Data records
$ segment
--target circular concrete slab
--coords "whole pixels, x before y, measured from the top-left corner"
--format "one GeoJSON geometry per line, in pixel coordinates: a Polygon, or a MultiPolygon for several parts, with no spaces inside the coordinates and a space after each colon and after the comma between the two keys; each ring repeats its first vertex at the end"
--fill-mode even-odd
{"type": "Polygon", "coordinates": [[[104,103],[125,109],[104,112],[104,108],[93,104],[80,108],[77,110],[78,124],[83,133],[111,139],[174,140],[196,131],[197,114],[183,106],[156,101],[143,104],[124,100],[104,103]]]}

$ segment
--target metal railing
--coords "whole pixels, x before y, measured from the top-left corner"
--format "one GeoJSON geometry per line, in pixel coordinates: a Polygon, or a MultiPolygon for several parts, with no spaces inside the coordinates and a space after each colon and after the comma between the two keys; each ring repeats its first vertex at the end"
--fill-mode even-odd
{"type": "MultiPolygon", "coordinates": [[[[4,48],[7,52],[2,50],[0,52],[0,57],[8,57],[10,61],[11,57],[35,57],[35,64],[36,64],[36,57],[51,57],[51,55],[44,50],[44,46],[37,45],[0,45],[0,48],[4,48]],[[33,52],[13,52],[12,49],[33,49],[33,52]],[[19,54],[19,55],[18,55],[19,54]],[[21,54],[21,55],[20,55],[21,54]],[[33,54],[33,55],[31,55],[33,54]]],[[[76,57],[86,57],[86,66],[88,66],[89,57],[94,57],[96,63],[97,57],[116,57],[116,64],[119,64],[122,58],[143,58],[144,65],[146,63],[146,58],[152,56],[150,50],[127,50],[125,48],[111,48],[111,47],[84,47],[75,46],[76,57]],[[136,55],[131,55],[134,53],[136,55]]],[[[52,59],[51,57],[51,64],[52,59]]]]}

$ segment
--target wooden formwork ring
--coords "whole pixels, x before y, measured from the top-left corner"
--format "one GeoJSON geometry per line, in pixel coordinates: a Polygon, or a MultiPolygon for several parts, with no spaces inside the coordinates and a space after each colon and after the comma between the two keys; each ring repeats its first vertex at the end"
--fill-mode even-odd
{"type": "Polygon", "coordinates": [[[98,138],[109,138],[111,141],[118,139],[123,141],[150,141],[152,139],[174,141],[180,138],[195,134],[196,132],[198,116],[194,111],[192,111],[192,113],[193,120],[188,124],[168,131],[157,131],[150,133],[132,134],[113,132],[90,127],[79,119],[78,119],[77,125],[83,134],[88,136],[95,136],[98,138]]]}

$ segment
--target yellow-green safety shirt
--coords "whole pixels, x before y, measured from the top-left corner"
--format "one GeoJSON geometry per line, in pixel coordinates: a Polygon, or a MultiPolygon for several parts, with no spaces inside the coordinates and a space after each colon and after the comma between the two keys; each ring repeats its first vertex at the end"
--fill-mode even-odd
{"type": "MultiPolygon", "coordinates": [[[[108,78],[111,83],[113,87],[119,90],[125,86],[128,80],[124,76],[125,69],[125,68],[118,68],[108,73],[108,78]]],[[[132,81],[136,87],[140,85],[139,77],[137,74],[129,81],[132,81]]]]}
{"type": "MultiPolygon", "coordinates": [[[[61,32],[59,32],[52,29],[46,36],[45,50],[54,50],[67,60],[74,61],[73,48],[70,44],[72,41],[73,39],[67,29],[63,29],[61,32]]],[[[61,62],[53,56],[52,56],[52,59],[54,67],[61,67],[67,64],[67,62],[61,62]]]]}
* * *
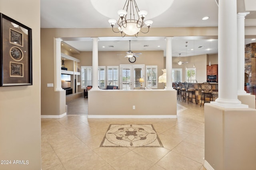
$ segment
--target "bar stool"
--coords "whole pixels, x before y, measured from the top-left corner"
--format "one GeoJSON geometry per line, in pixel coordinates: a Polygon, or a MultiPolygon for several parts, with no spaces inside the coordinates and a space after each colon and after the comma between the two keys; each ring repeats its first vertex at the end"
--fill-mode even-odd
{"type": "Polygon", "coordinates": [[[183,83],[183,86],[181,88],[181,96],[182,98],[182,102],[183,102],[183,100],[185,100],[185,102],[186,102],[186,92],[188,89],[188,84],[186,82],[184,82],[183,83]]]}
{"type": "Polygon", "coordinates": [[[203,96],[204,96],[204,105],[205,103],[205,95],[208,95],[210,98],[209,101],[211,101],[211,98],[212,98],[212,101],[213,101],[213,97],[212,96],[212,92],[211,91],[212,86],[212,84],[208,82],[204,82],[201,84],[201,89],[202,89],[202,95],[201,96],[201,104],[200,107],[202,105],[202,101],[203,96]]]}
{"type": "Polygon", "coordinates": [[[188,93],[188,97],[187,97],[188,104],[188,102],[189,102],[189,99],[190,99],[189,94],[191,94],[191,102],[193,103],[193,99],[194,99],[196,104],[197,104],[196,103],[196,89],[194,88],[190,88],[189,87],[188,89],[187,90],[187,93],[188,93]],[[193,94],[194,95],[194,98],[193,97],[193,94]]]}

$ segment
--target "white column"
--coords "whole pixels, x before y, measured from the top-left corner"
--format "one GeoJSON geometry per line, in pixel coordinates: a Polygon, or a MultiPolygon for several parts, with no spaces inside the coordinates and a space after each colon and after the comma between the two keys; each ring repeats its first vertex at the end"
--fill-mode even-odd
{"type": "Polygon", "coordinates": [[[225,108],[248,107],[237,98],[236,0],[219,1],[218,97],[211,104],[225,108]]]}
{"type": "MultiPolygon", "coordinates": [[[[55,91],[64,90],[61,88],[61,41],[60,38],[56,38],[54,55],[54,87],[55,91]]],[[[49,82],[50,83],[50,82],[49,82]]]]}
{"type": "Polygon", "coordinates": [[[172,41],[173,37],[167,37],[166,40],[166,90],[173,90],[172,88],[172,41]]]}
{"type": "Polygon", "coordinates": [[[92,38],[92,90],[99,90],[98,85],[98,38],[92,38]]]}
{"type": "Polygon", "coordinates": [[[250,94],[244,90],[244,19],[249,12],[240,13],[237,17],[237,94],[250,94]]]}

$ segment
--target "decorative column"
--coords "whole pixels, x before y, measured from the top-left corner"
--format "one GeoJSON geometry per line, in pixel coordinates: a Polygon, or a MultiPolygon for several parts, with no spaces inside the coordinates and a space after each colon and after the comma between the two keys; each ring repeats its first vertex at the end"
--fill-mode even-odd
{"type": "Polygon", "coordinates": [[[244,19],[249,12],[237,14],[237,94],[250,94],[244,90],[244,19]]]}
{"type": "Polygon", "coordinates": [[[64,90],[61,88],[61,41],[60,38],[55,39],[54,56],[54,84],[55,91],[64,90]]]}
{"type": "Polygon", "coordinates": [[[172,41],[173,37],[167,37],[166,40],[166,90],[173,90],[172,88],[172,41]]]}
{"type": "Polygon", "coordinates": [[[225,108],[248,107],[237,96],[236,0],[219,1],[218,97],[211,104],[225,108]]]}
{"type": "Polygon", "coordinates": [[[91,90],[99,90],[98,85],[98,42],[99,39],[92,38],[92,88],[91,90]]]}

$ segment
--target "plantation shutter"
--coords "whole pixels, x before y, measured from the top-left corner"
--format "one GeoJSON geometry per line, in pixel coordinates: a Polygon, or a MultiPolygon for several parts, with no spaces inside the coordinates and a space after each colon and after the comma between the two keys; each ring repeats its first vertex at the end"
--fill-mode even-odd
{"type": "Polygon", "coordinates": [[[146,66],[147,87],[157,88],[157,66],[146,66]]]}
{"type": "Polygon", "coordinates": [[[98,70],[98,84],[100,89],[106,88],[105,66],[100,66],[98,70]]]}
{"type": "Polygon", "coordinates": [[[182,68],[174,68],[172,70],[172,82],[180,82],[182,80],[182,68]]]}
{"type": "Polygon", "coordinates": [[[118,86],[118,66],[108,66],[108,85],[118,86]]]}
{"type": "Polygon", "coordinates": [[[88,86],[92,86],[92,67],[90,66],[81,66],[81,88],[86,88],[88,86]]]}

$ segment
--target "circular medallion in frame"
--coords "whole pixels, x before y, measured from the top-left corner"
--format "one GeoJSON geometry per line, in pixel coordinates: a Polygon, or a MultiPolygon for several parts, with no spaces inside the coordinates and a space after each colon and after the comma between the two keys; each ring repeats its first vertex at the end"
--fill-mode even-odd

Exercise aim
Count the lines of the rows that contain the string "target", with case counting. Give only the number.

Reply
9